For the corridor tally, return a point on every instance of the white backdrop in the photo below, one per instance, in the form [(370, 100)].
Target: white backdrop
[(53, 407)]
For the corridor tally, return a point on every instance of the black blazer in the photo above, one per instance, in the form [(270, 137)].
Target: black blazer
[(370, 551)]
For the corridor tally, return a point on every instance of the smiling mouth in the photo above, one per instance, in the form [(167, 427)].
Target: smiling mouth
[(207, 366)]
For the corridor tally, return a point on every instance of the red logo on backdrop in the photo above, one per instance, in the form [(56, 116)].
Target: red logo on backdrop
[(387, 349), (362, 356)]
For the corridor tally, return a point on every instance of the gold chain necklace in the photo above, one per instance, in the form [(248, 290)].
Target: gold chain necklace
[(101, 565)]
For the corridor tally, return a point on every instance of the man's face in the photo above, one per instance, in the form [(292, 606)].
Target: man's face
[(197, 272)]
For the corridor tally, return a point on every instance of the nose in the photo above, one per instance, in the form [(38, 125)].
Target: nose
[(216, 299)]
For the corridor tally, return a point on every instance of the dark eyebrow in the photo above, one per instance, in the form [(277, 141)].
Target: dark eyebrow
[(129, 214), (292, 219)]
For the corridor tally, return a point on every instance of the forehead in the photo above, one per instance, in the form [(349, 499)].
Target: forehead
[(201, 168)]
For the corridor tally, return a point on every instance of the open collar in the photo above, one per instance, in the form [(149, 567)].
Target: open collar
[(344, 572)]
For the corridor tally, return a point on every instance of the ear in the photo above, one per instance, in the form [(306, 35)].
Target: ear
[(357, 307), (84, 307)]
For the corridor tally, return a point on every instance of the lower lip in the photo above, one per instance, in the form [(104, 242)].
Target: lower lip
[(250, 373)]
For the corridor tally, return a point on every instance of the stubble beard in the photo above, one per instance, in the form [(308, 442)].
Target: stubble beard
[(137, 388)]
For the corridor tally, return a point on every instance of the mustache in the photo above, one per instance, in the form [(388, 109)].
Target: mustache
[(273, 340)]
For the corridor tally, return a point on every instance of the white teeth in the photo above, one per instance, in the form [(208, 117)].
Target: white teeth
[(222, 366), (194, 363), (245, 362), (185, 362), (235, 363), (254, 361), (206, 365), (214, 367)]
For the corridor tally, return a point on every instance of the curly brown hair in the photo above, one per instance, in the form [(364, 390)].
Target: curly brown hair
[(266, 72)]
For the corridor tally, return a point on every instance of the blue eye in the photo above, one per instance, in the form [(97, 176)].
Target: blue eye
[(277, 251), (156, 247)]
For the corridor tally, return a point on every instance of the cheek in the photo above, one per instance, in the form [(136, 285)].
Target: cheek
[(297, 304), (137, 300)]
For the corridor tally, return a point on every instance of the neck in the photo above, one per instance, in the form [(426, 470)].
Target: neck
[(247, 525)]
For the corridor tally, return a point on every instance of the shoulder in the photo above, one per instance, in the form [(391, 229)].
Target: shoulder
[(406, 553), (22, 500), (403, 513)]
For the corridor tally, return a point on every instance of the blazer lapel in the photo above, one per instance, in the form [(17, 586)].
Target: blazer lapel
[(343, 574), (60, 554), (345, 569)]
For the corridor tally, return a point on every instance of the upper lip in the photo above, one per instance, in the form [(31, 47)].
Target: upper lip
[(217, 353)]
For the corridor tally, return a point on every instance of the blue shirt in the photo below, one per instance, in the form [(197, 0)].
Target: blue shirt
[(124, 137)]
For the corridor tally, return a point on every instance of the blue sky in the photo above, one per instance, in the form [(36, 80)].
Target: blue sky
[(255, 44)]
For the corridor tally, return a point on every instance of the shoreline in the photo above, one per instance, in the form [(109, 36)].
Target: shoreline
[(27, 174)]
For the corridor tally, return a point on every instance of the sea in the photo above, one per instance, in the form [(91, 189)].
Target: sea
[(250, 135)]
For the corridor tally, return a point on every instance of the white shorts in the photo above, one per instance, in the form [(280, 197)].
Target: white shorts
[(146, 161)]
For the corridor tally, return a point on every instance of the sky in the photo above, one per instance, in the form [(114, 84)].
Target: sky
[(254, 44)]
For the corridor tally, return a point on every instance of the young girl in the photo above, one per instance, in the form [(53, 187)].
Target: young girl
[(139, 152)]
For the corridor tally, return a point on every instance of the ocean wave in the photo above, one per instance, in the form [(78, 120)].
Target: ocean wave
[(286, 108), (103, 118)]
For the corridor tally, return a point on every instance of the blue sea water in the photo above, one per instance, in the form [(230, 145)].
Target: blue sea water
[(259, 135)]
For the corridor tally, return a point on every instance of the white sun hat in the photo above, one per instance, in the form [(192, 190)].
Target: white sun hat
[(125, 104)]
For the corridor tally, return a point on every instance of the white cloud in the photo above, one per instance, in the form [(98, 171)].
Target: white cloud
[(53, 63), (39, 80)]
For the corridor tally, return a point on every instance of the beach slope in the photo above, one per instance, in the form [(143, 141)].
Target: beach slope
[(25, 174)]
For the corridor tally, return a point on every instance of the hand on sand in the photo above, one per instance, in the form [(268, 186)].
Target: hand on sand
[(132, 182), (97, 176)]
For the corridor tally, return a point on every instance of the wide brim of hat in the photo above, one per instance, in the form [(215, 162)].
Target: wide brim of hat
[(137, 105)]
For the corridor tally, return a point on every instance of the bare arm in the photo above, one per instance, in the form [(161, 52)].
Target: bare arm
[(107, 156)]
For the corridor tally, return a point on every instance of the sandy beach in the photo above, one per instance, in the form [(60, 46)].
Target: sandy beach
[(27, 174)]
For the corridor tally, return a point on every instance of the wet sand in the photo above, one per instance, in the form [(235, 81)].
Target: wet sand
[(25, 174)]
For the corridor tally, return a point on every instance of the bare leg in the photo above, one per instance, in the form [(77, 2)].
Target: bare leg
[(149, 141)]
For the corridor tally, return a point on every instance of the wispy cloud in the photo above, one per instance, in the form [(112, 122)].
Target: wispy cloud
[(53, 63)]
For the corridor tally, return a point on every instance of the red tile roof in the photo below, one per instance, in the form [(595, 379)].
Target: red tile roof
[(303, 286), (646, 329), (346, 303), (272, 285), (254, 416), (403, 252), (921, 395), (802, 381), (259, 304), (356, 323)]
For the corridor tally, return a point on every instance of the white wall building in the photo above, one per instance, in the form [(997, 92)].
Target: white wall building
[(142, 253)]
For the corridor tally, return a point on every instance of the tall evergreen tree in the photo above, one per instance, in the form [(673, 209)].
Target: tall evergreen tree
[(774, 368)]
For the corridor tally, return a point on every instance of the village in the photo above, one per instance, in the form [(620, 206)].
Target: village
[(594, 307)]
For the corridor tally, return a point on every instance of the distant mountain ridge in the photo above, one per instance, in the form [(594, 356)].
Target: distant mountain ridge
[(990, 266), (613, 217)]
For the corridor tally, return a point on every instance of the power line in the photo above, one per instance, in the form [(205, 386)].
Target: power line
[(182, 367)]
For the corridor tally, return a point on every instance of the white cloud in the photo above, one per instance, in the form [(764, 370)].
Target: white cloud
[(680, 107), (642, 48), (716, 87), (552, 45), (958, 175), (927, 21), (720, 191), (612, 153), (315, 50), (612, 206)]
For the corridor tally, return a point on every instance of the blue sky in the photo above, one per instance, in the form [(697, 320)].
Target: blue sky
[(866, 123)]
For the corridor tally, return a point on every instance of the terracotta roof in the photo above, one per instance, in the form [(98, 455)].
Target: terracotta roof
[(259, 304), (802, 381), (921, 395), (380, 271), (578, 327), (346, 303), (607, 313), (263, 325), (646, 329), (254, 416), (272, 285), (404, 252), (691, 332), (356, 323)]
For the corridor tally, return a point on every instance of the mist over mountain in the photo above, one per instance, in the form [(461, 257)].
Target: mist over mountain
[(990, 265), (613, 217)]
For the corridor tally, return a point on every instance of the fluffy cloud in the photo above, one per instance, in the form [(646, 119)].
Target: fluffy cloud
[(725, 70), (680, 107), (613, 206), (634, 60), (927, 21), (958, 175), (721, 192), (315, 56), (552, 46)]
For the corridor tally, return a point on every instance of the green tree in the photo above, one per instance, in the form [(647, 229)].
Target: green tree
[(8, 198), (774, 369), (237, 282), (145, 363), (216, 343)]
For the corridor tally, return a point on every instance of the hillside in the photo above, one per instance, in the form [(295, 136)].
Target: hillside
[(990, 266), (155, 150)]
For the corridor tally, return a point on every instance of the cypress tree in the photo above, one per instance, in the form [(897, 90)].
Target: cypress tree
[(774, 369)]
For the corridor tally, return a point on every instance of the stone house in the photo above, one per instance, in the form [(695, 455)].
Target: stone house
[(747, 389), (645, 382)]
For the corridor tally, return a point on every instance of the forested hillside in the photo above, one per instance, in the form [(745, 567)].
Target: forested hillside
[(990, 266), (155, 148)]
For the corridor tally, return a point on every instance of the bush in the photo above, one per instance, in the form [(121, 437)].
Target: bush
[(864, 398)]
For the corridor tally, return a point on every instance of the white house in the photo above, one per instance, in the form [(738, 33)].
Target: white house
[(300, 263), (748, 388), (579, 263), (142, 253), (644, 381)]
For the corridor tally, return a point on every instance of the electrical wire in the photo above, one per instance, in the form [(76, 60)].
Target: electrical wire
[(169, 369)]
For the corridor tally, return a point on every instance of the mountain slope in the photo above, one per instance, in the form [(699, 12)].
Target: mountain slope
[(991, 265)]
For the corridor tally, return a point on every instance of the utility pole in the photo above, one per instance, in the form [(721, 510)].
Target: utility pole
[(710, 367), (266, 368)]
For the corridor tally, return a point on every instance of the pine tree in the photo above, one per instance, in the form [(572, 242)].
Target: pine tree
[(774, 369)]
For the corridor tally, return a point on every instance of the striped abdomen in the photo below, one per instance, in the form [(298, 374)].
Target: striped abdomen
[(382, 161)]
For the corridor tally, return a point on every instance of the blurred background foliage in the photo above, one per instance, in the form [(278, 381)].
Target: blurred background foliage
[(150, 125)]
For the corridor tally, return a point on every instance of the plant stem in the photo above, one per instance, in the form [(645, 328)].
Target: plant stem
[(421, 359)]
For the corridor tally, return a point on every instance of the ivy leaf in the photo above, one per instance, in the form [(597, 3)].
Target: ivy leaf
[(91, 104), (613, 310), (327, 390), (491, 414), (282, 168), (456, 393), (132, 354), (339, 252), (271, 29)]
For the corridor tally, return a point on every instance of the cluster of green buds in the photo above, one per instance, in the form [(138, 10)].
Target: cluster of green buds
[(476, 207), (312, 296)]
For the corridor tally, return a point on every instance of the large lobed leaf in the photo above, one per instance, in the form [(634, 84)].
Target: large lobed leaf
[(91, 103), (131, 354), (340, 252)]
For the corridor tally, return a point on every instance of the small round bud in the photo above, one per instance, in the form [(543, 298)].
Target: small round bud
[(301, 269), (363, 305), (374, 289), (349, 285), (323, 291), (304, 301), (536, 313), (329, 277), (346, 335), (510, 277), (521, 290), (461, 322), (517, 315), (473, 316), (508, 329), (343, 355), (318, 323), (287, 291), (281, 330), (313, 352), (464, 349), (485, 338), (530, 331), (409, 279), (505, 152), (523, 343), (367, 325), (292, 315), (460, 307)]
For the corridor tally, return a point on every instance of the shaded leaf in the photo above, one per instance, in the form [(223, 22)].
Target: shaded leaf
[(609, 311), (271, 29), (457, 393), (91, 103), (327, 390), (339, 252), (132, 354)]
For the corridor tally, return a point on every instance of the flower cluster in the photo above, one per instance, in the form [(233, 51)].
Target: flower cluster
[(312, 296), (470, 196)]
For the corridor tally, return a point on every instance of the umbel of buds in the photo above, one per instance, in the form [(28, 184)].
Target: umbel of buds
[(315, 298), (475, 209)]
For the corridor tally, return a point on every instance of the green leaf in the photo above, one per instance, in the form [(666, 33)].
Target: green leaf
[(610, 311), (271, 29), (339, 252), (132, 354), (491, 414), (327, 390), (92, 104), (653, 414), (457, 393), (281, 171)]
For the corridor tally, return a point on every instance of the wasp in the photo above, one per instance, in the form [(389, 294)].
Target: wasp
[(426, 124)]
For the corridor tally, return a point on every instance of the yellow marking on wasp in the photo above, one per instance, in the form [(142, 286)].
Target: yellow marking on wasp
┄┄┄┄┄┄
**Work request:** Take the records above and return, word for word, only the lines that fall from the line with "form [(149, 567)]." to the line with "form [(97, 176)].", both of them included.

**Task response:**
For the corridor tally, return a point on every instance of the open collar in the photo above, one per instance, in the form [(149, 567)].
Target: open collar
[(344, 572)]
For the corridor tally, return a point on every instance of the ear in the photo above, one per instance, in the form [(306, 35)].
Target: ear
[(357, 307), (84, 307)]
For the corridor tally, return a point on every instance of the lower lip in the photo above, one per instance, in the form [(104, 242)].
Target: lower lip
[(250, 373)]
For the corridor tally, return a point on every instance of the stubble beard in the photo above, one per instance, in the form [(308, 442)].
Target: stubble beard
[(137, 388)]
For the corridor tally, return a point on every instance of the mustache in the photo above, one per instance, in the form [(388, 109)].
Target: mustache
[(273, 340)]
For the corridor tally, return a point on every instance of the white teeth in the photo above, one per instance, in the form [(208, 117)].
Target: white teeth
[(222, 366), (194, 363), (245, 362), (185, 362), (235, 363), (254, 361), (206, 365), (214, 367)]
For the corridor tally, return a point on every instance of the curly brown hair in the photo above, one per instance, in the form [(364, 390)].
Target: curly brown hair
[(266, 72)]
For the corridor tally, return a point on every instance of the blue eye in the photo above, one per instance, in the form [(97, 176)].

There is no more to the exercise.